──────── RECORDS TO PROCESS ────────

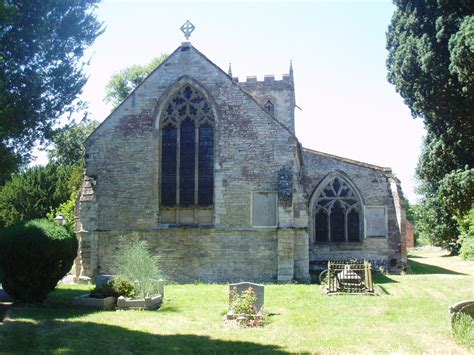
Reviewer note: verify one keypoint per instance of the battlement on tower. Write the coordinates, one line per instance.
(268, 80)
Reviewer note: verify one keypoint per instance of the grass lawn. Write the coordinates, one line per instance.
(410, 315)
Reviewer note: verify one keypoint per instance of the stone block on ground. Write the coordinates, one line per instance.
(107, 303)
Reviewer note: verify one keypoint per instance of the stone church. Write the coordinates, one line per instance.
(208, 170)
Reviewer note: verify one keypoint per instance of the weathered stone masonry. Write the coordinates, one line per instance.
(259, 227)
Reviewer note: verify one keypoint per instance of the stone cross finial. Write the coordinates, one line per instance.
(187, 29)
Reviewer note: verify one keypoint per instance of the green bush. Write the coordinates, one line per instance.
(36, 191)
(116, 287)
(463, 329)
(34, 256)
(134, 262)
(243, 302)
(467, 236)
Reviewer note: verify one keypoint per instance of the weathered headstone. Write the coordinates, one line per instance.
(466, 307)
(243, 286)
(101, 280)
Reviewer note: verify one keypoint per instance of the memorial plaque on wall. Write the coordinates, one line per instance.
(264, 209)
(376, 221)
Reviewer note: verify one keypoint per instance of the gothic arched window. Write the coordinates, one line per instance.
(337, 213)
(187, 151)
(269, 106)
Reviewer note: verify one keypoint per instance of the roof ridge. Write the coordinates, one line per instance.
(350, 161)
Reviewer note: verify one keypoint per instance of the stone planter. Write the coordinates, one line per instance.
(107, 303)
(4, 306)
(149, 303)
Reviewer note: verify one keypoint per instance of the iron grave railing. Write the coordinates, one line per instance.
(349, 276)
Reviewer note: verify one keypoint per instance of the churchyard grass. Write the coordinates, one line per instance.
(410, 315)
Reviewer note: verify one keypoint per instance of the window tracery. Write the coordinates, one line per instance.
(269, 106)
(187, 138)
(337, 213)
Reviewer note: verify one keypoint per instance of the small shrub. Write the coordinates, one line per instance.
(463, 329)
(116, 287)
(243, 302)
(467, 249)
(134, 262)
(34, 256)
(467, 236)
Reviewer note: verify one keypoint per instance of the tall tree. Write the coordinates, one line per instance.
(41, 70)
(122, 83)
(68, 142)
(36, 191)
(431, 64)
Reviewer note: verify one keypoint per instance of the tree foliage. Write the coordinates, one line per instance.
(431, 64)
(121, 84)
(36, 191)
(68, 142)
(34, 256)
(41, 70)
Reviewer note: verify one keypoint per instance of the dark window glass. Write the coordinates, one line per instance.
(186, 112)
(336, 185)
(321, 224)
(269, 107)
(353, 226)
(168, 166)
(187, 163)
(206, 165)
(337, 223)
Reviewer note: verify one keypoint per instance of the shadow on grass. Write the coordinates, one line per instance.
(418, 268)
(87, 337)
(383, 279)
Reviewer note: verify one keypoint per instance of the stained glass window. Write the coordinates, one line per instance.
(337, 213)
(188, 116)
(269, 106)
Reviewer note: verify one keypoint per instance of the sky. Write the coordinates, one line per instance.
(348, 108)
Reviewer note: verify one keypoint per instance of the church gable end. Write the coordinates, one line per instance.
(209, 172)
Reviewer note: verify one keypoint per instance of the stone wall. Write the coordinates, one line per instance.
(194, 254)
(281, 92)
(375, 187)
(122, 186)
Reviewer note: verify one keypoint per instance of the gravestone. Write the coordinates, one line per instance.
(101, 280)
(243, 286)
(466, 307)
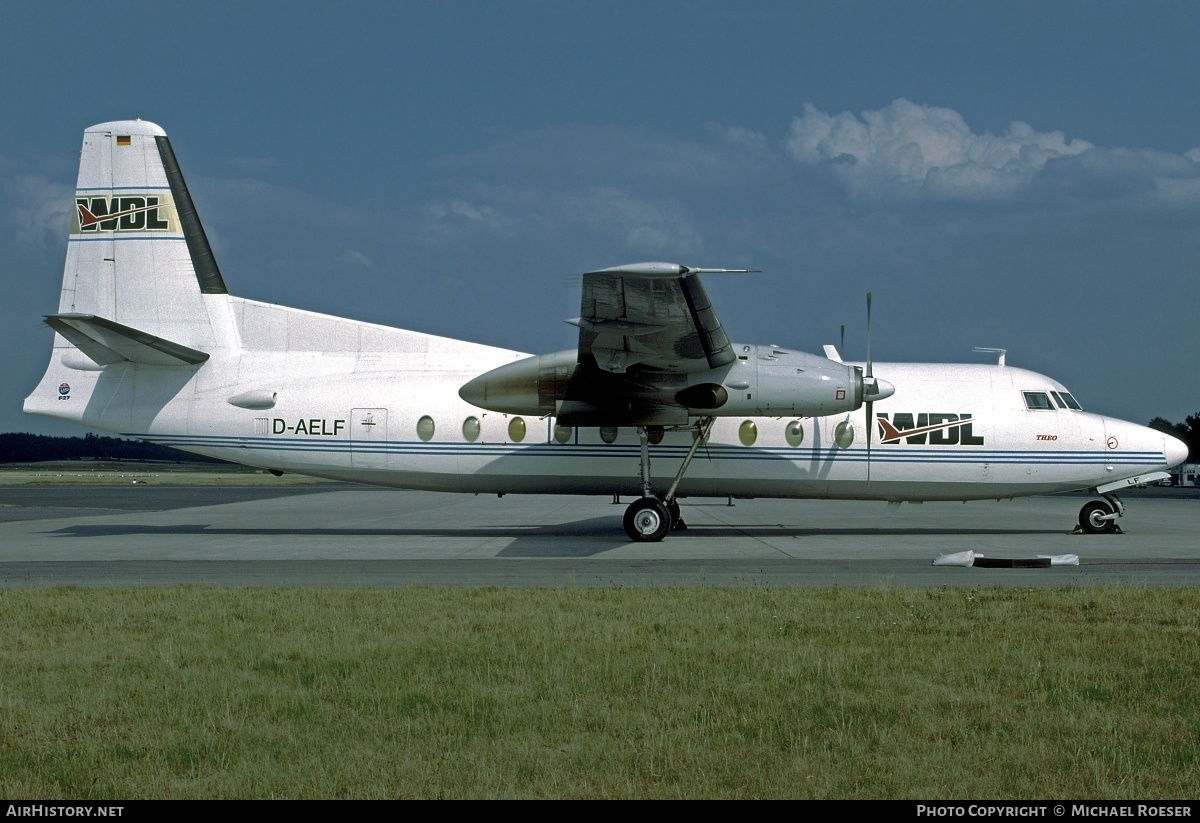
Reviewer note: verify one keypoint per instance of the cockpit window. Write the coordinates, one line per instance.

────────
──────── RECORDS TO PROCESS ────────

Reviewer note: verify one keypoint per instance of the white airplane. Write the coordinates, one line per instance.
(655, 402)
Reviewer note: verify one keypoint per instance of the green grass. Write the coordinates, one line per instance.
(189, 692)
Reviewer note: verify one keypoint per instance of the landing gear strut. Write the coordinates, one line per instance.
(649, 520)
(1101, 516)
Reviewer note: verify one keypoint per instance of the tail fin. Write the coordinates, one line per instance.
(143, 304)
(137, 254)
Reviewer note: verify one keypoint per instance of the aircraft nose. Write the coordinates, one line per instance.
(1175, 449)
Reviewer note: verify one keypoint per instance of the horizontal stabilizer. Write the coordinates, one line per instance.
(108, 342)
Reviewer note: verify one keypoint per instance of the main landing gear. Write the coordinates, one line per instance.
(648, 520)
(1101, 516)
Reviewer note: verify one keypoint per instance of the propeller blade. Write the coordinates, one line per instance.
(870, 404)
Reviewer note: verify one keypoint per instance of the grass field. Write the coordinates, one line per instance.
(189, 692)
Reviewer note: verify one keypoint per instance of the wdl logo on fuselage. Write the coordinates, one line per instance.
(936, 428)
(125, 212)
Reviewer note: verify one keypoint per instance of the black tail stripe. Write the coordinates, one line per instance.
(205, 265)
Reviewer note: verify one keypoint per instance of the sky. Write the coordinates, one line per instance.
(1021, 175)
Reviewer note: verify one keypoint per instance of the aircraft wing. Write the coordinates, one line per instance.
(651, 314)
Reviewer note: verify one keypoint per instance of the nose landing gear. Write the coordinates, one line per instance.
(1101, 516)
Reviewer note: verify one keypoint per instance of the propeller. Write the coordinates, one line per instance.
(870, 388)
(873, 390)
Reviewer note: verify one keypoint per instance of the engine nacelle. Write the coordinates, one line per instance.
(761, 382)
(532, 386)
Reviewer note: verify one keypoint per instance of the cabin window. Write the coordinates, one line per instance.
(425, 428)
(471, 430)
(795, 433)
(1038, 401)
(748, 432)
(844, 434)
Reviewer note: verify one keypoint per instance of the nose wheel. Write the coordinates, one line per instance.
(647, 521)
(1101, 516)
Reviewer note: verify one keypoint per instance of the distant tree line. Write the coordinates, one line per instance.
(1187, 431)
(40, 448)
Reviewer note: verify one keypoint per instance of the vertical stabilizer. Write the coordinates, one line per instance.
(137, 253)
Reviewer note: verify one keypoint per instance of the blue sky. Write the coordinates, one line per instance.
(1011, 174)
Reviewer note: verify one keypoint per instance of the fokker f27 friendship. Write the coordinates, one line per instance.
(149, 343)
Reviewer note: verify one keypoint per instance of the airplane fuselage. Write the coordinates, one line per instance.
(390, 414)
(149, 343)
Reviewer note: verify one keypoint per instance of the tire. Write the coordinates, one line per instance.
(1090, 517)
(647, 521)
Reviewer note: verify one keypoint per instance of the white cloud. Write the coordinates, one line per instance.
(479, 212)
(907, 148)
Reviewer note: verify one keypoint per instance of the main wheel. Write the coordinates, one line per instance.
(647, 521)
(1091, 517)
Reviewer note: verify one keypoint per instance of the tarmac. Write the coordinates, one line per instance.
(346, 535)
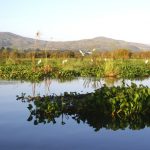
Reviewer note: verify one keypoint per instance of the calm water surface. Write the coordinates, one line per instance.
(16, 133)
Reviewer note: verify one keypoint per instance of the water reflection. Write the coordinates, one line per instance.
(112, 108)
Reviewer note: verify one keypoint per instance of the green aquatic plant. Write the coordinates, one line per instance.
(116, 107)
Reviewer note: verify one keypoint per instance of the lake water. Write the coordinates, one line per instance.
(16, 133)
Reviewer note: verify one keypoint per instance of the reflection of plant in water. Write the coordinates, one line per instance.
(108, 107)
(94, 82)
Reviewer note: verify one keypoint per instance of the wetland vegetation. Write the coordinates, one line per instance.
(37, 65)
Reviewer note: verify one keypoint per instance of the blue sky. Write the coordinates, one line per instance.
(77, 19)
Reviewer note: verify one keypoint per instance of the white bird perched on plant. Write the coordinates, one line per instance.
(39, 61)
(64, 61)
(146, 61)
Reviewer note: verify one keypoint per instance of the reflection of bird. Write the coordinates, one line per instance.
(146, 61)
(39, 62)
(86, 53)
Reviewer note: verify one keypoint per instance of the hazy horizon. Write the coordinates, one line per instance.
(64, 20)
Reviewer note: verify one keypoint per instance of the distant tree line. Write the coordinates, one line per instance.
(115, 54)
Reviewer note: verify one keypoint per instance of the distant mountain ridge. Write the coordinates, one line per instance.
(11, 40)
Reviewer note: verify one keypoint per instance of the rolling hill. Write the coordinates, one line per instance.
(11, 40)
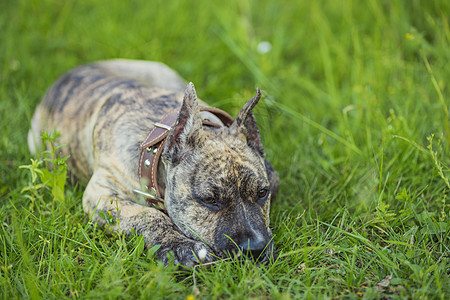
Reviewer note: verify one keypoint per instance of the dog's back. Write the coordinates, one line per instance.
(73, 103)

────────
──────── RECORDS TO PROCESS ────────

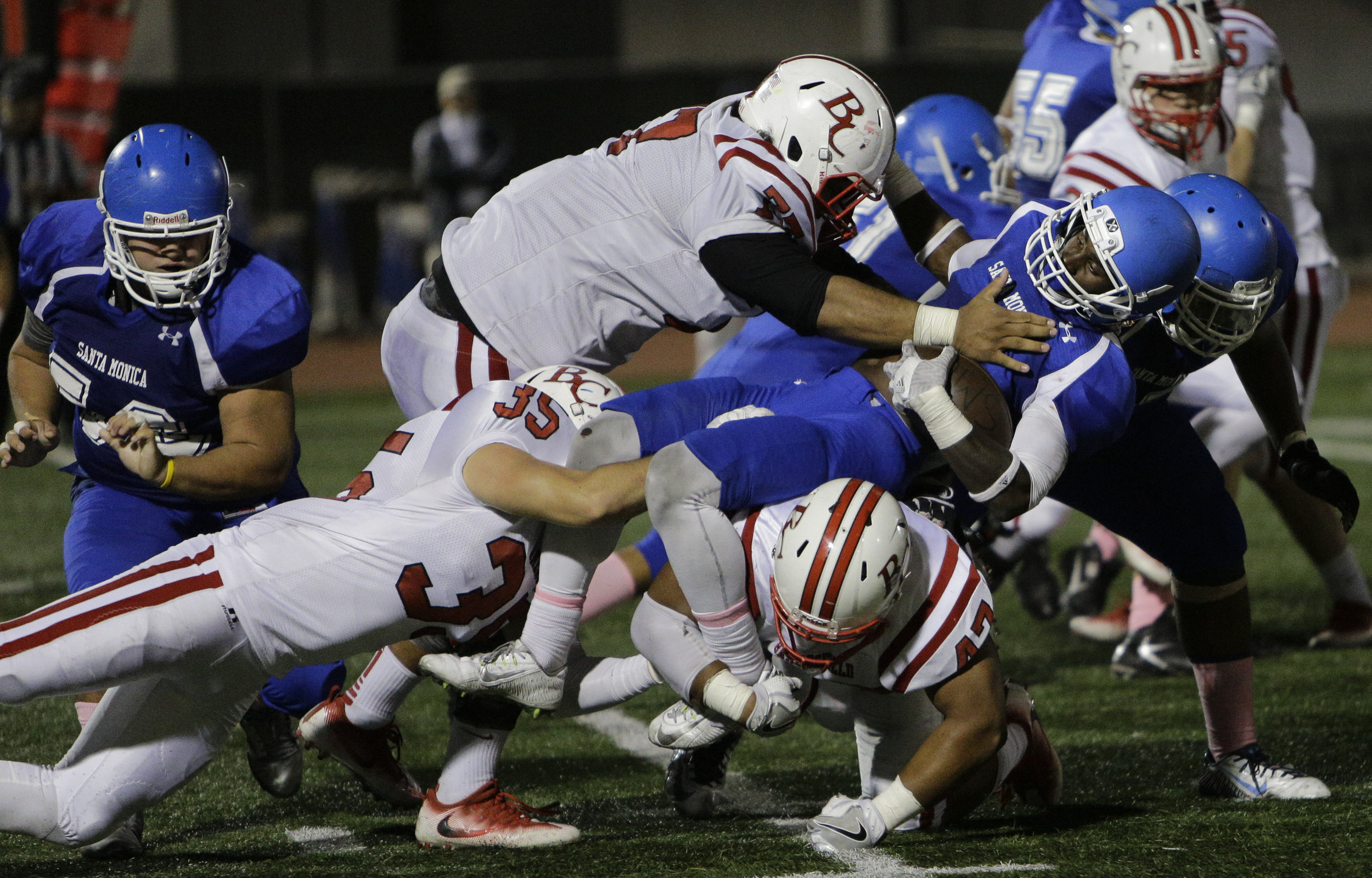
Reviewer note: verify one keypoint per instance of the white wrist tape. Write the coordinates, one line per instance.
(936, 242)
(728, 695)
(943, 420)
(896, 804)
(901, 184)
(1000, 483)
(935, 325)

────────

EXERCISE REQUIREMENTS - In how many lines of the material does the string "ridge" appear? Reply with the number alone.

ANSWER FOR THE TASK - 2